Referring expression pointing data:
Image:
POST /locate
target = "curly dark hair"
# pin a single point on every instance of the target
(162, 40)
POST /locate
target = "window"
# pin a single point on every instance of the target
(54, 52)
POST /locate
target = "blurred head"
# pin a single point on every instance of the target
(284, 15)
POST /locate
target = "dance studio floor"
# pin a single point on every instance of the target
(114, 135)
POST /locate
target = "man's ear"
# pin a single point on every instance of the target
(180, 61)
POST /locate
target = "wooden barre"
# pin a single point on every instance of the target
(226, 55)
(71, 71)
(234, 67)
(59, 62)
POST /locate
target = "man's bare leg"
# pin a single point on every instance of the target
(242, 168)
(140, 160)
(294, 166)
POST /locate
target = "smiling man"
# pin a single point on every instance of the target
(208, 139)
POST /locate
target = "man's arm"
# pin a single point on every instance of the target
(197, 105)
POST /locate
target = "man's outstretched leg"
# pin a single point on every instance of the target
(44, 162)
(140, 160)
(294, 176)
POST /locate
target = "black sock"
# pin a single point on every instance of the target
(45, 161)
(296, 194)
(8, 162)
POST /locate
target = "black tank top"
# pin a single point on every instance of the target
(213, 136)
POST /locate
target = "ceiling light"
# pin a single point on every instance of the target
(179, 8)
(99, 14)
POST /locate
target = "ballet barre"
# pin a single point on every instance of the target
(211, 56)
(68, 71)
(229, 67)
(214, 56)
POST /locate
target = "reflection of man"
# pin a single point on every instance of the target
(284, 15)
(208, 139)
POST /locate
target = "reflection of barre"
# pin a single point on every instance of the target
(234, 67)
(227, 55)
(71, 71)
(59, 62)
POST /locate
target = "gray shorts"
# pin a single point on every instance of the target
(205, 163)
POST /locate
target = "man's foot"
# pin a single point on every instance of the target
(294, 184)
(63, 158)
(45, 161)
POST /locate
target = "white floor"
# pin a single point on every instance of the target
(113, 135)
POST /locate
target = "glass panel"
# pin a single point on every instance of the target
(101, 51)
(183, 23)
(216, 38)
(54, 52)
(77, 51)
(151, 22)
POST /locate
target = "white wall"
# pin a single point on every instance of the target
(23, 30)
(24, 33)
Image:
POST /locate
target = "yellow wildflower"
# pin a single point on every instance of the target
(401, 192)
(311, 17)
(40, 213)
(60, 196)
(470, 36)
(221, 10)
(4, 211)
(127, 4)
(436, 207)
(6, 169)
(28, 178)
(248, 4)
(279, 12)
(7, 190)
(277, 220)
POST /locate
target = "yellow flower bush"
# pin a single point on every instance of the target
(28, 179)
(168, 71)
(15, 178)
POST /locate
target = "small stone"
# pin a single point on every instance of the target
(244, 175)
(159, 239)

▸ Assignment:
Show each line in the data where the string "reflection" appears.

▸ Output of the exercise:
target = "reflection of man"
target = "reflection of barre"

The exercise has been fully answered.